_The request:_
Starting with the line that contains "Task: point out the bride's smile, one" and going on through the line that contains "[[96, 1086]]", arrange those lines as a JSON list of strings with one string per line, leaving out blank lines.

+ + + + + + +

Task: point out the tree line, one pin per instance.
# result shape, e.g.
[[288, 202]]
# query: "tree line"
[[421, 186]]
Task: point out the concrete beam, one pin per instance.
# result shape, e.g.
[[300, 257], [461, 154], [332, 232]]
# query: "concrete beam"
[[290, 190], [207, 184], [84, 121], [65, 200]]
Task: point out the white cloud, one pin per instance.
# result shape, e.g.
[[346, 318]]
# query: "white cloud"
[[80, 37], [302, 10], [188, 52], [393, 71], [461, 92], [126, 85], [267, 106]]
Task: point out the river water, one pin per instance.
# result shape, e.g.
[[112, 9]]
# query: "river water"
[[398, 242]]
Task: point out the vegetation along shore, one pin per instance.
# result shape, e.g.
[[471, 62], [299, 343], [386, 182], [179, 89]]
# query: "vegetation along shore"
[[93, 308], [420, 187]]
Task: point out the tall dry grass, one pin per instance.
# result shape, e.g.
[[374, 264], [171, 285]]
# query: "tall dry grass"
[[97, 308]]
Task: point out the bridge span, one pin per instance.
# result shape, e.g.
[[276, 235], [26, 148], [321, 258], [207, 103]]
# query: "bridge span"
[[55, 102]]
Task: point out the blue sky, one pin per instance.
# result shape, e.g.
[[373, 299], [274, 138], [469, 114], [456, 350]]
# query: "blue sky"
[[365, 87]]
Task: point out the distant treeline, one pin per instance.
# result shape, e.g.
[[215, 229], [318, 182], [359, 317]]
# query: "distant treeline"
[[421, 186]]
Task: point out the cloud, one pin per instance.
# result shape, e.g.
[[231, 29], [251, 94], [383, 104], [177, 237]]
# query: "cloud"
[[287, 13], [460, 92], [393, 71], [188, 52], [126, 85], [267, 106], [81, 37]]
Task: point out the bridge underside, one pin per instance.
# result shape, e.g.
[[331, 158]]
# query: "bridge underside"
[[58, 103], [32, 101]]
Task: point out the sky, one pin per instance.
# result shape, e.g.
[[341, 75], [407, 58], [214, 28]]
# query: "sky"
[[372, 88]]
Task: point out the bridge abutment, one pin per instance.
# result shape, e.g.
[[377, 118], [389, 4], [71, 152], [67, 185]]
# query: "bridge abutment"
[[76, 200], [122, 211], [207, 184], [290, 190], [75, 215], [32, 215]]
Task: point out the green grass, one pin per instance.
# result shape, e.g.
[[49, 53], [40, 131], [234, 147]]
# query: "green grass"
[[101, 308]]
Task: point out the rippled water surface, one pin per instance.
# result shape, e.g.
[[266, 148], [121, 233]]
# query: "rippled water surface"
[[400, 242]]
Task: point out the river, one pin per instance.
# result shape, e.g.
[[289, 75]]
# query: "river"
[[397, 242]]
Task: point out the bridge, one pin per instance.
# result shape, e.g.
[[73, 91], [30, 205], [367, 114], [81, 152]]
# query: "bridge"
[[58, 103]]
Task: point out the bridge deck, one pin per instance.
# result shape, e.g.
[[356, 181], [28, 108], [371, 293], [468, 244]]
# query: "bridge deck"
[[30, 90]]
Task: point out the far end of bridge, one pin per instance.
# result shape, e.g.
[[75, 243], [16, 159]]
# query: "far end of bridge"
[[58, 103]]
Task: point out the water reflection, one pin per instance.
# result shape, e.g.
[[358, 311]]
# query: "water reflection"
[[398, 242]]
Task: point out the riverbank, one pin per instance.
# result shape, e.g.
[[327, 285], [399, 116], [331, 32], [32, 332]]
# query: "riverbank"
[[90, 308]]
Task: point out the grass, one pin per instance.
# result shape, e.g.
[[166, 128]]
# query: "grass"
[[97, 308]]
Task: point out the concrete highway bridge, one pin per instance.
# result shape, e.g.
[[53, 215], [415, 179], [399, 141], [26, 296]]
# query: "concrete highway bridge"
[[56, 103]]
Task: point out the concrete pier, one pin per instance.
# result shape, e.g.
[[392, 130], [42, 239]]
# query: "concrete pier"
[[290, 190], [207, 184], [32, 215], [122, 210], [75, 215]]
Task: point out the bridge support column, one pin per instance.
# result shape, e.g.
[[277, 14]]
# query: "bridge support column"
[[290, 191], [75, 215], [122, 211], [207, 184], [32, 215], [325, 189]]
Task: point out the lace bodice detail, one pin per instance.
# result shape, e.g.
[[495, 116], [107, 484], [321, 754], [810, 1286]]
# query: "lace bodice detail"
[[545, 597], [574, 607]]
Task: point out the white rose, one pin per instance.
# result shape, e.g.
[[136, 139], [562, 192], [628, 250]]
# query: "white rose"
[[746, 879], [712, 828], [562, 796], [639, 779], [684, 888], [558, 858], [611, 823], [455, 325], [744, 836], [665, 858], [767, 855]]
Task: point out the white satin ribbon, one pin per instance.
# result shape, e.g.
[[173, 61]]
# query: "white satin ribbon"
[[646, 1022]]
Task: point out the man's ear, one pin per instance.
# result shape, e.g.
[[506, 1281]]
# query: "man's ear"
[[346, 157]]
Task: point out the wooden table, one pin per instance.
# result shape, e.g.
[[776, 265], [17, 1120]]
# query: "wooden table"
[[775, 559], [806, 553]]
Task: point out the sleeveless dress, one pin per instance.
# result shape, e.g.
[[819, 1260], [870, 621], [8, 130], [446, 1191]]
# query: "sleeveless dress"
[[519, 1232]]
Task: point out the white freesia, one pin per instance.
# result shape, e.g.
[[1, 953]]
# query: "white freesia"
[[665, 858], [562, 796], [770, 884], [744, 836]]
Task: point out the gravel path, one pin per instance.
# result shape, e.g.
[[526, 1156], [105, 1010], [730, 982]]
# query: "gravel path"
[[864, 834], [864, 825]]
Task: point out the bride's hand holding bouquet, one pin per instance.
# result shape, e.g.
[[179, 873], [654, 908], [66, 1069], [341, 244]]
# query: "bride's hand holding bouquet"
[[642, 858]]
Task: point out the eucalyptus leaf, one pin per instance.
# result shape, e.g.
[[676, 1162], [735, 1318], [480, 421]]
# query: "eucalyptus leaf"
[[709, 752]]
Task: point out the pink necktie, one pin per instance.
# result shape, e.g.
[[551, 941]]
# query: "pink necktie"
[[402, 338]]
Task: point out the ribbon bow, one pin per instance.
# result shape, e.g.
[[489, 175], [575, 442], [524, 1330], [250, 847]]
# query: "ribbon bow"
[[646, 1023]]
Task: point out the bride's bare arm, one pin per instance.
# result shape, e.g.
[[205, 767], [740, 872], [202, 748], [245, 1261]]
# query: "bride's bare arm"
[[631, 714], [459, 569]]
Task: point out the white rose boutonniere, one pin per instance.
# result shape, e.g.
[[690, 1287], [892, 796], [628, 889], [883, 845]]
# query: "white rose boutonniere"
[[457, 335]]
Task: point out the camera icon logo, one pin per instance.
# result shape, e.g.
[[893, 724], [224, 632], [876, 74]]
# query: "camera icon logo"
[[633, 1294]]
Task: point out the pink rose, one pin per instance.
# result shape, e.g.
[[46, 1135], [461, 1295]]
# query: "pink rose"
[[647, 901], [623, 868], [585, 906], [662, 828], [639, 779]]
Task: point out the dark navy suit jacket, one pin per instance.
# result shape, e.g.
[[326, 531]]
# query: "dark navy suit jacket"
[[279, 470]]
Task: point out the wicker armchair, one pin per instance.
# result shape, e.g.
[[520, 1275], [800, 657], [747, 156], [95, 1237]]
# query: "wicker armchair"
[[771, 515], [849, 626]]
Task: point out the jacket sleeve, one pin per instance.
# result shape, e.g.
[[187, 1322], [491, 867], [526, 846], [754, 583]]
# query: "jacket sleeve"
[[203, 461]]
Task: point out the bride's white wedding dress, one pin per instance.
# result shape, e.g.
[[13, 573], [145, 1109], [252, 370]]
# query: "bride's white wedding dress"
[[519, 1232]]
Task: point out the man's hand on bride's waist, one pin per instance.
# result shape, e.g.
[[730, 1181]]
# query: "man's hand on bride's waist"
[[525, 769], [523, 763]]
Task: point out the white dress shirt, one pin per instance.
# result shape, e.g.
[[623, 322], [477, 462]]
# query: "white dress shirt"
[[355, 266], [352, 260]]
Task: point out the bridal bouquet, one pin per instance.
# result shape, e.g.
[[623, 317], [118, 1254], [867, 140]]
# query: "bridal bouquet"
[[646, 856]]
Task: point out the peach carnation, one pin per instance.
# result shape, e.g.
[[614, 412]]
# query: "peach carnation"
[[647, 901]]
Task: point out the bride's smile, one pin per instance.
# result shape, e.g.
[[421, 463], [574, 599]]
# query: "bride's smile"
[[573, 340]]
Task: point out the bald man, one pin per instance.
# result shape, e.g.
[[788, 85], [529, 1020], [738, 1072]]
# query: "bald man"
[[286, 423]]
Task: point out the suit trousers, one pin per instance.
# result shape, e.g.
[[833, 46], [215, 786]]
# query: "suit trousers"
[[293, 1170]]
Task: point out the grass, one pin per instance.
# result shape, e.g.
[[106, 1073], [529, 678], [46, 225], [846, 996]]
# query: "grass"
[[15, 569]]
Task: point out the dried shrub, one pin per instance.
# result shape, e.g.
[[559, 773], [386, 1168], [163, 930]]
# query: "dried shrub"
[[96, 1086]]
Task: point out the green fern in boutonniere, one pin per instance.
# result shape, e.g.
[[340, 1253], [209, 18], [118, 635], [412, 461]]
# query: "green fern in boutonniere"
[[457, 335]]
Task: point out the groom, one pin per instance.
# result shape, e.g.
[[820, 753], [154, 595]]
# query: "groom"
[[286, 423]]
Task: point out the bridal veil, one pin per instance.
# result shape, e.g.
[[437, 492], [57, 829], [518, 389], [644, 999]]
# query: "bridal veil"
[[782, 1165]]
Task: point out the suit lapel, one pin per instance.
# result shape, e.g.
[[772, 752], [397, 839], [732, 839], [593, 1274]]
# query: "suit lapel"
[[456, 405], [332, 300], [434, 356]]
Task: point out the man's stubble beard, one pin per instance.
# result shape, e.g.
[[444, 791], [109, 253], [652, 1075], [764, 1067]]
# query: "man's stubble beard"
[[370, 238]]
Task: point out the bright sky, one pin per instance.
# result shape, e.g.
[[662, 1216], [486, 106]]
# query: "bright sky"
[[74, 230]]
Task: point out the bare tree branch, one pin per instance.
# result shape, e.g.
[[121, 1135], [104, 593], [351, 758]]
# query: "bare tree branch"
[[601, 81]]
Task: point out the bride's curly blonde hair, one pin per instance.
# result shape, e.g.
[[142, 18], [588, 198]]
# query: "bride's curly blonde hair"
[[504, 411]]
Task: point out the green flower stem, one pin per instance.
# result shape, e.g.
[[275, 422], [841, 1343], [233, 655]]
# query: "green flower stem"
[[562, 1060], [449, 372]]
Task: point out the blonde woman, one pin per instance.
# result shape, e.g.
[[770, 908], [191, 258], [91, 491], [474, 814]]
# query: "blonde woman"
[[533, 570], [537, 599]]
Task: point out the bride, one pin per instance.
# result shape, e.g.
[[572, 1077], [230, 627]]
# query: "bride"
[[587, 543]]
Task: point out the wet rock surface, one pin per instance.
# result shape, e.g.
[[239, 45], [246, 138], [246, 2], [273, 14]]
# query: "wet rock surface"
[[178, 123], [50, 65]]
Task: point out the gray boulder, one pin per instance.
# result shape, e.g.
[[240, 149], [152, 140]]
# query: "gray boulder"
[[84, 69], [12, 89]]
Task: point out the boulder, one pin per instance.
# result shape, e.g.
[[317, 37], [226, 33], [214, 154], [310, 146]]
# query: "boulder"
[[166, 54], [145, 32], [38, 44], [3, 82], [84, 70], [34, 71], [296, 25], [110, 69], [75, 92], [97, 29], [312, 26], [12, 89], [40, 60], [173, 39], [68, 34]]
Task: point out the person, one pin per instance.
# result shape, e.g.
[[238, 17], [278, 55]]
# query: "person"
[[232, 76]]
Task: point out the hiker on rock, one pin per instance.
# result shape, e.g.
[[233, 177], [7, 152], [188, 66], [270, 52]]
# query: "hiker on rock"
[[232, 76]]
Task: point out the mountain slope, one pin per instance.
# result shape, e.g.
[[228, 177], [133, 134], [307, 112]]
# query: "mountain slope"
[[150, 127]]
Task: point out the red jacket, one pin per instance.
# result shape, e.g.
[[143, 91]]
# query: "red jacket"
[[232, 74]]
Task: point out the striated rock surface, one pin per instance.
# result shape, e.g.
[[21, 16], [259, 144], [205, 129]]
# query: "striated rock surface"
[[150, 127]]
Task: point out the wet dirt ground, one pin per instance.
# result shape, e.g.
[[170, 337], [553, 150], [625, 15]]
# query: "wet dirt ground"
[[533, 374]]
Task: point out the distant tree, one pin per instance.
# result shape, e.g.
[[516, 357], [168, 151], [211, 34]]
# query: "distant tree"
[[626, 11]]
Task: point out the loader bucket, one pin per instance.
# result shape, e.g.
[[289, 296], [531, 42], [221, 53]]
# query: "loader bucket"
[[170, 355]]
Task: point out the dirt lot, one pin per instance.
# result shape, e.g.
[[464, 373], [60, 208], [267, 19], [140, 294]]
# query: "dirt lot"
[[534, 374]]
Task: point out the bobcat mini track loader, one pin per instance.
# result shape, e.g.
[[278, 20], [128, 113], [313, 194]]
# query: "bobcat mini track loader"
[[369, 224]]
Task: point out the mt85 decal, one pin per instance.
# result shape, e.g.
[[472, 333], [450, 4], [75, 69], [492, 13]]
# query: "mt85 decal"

+ + + + + + +

_The reply:_
[
  "Task: point out the bride's smile, one pin per instance.",
  "# result shape, e.g.",
  "[[421, 463], [574, 599]]",
  "# query: \"bride's smile\"",
  "[[573, 340]]",
  "Task: point out the bald man, one pin per instance.",
  "# result shape, e.g.",
  "[[788, 85], [529, 1020], [738, 1072]]",
  "# query: \"bald man\"",
  "[[286, 423]]",
  "Task: point out the suit trousers, one pin per instance.",
  "# result shape, e.g.",
  "[[833, 46], [215, 786]]",
  "# query: \"suit trousers\"",
  "[[293, 1170]]",
  "Task: point out the grass, one pin per instance.",
  "# result shape, e.g.",
  "[[106, 1073], [529, 678], [46, 225], [846, 996]]",
  "# query: \"grass\"",
  "[[15, 569]]",
  "Task: point out the dried shrub, one pin per instance.",
  "# result shape, e.g.",
  "[[559, 773], [386, 1168], [163, 930]]",
  "# query: \"dried shrub\"",
  "[[96, 1086]]"
]